**Задания:**
- 1) Кому, согласно отрывку о происхождении перспективы, Витрувий приписывает ее изобретение и в какой области?
- 2) Продолжите отрывок о происхождении перспективы после его последнего предложения.

**Отрывок для чтения:**
┌──

Замечательно, что именно Анаксагору, тому Анаксагору, который пытался само-живые божества Солнце и Луну превратить в раскаленные камни, а божественное миротворчество подменить центральным вихрем, в котором возникли светила, именно этому Анаксагору Витрувий приписывает изобретение перспективы и притом в так называемой древними скенографии, т. е. в росписи театральных декораций. По сообщению Витрувия [

IV

Итак, перспектива возникает не в чистом искусстве и выражает, по самому первоначальному своему заданию, отнюдь не живое художественное восприятие действительности, а придумывается в области искусства прикладного, точнее говоря, в области театральной техники, привлекающей на свою службу живопись и подчиняющей ее своим задачам. Соответствуют ли эти задачи задачам чистой живописи — этот вопрос не нуждается в ответе. Ведь живопись имеет задачею не дублировать действительность, а дать наиболее глубокое постижение ее архитектоники, ее материала, ее смысла; и постижение этого смысла, этого материала действительности, архитектоники ее — созерцающему глазу художника дается в живом соприкосновении с реальностью, вживанием и вчувствованием в реальность. Между тем театральная декорация хочет, насколько возможно, заменить действительность — ее видимостью: эстетичность этой видимости есть внутренняя связность ее элементов, но вовсе не символическое знаменование первообраза чрез образ, воплощенный средствами художественной техники. Декорация есть обман, хотя бы и красивый, чистая же живопись есть, или, по крайней мере, хочет быть, прежде всего правдою жизни, жизнь не подменяющею, но лишь символически знаменующею в ее глубочайшей реальности. Декорация есть ширма, застящая свет бытия, а чистая живопись есть открытое настежь окно в реальность. Для рационалистического ума Анаксагора и Демокрита — изобразительного искусства как символа реальности не могло быть, да и не требовалось: как для всякого «передвижничества» мысли — если позволить себе из этого мелкого явления русской жизни сделать историческую категорию, — им требовалась не правда жизни, дающая постижение, а внешнее подобие, прагматически полезное для ближайших жизненных действий, — не творческие основы жизни, а имитация жизненной поверхности. До того греческая сцена лишь ознаменовывалась «картинами и тканями» [

7

]; теперь стала чувствоваться нужда в иллюзии. И вот, предполагая, что зритель или декоратор-художник прикован, воистину, как узник Платоновской пещеры, к театральной скамье и не может, а равно и не должен, иметь непосредственного, жизненного отношения к реальности, — как бы стеклянной перегородкой отделен от сцены и есть один только неподвижный смотрящий глаз, без проникновения в самое существо жизни и, главное, с парализованною волею, ибо самое существо обмирщенного театра требует безвольного смотрения на сцену, как на некоторое «не вправду», «не на самом деле», как на некоторый пустой обман, — эти первые теоретики перспективы, говорю, дают правила наивящего обмана театрального зрителя. Анаксагор и Демокрит живого человека подменяют зрителем, отравленным кураре, и уясняют правила обмана такого зрителя. Сейчас нам нет надобности оспаривать; временно согласимся: для зрительной иллюзии такого больного, лишенного большей части общечеловеческой жизни, эти приемы перспективного изображения действительно имеют свой смысл.

└──

**Строки набора данных:**
┌──

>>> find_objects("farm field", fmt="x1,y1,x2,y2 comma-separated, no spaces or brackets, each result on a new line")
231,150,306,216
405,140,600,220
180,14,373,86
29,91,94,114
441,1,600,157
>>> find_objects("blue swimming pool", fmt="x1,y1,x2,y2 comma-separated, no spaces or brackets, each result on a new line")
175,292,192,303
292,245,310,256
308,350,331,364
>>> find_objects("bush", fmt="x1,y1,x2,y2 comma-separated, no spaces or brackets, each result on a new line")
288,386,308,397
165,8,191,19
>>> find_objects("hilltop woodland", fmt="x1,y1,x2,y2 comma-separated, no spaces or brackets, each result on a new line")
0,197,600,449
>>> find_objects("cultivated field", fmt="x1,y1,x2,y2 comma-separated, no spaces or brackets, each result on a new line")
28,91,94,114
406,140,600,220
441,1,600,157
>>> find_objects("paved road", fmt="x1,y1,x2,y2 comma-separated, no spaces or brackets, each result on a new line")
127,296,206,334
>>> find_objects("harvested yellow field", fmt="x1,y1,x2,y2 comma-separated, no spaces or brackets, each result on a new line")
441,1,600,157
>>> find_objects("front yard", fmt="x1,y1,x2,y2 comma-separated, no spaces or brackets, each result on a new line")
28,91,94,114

└──

**Ответы к заданиям:**
- 1) Анаксагору, в скенографии, то есть в росписи театральных декораций.

- 2)
Следовательно, мы должны признать установленным, что, по крайней мере, в Греции, в V веке до Р. Х., перспектива была известна, и если, в том или другом случае, она все же не применялась, то, явное дело, это происходило вовсе не от неизвестности ее начал, а по каким-то иным, более глубоким побуждениям, и именно побуждениям, исходящим из высших требований чистого искусства. Да и было бы крайне невероятным и не соответствующим состоянию математических наук и высокой геометрической наблюдательности изощренного глаза древних — предположить, что они не заметили, якобы присущей нормальному зрению, перспективности образа мира или не сумели вывести соответственных простых применений из элементарных теорем геометрии; было бы очень трудно усомниться в том, что когда они не применяли правил перспективы, то это делалось потому, что они просто не хотели их применять, считали излишними и анти-художественными.

V

В самом деле, Птолемей в своей «Географии» [

8

], относящейся ко II веку до Р. Х., рассматривает картографическую теорию проекции сферы на плоскость, а в своем «Планисферии» обсуждает разные способы проекций, преимущественно же — проекцию из полюса на экваториальную плоскость, т. е. ту проекцию, которую в 1613 г. Эгилльон назвал стереографическою, а также решает другие трудные проективные задачи [

9

]. Возможно ли представить, что при таком состоянии знаний были неизвестны простые приемы линейной перспективы? И, в самом деле, там, где мы имеем дело не с чистым искусством, а с декоративными иллюзиями, применяемыми для обманчивого расширения пространства театральной сцены или для разрушения плоскости домашней стены, мы неизменно наталкиваемся на соответствующее поставленной цели пользование линейною перспективою.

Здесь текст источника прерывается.